Aim: Omit the pictures from the entries below and retype everything else exactly.

........

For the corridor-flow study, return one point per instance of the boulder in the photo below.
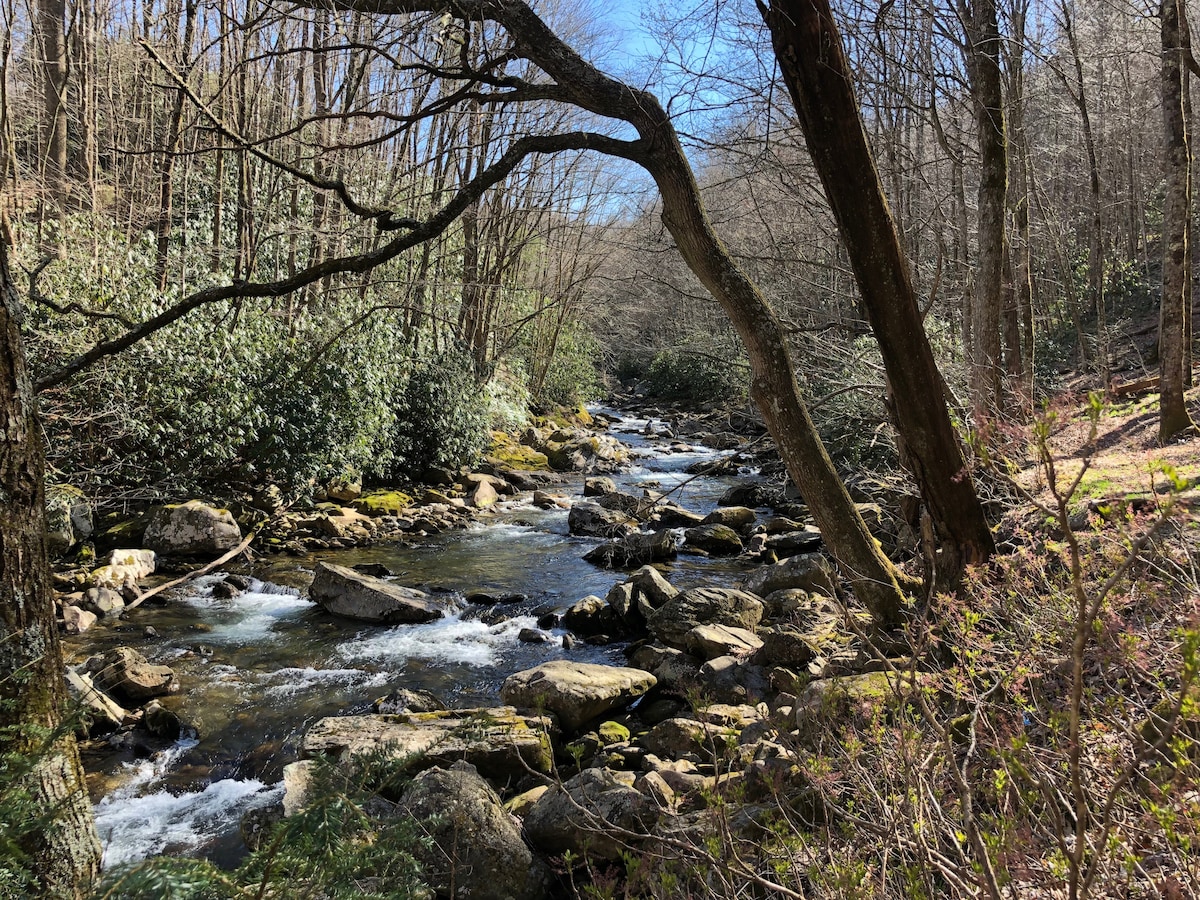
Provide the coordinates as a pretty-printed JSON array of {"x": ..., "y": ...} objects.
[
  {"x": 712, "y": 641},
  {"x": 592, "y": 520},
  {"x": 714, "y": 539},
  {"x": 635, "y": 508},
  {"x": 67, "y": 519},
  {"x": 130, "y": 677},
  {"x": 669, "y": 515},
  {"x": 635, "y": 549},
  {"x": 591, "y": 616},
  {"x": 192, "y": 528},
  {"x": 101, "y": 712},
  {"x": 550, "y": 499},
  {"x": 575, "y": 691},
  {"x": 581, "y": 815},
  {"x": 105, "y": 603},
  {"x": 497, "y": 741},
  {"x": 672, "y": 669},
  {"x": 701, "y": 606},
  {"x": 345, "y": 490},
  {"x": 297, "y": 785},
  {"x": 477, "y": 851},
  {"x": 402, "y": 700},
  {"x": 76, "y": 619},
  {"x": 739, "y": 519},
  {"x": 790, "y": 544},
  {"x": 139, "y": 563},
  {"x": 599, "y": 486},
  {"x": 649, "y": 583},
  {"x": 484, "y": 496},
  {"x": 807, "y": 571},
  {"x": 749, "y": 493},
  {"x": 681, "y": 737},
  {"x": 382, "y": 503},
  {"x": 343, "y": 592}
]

........

Result for this exercise:
For the corridor-flow study, return one point per instance of the boulder in the photo below.
Provide the coordinates as a pretty-printed JSON array of {"x": ..., "y": ...} objects.
[
  {"x": 712, "y": 641},
  {"x": 592, "y": 520},
  {"x": 714, "y": 539},
  {"x": 635, "y": 508},
  {"x": 67, "y": 519},
  {"x": 130, "y": 677},
  {"x": 669, "y": 515},
  {"x": 635, "y": 549},
  {"x": 591, "y": 616},
  {"x": 192, "y": 528},
  {"x": 101, "y": 712},
  {"x": 550, "y": 499},
  {"x": 575, "y": 691},
  {"x": 581, "y": 815},
  {"x": 105, "y": 603},
  {"x": 497, "y": 741},
  {"x": 672, "y": 669},
  {"x": 701, "y": 606},
  {"x": 345, "y": 490},
  {"x": 297, "y": 785},
  {"x": 477, "y": 851},
  {"x": 402, "y": 700},
  {"x": 76, "y": 619},
  {"x": 739, "y": 519},
  {"x": 790, "y": 544},
  {"x": 139, "y": 563},
  {"x": 599, "y": 486},
  {"x": 649, "y": 583},
  {"x": 484, "y": 496},
  {"x": 807, "y": 571},
  {"x": 749, "y": 493},
  {"x": 681, "y": 737},
  {"x": 382, "y": 503},
  {"x": 343, "y": 592}
]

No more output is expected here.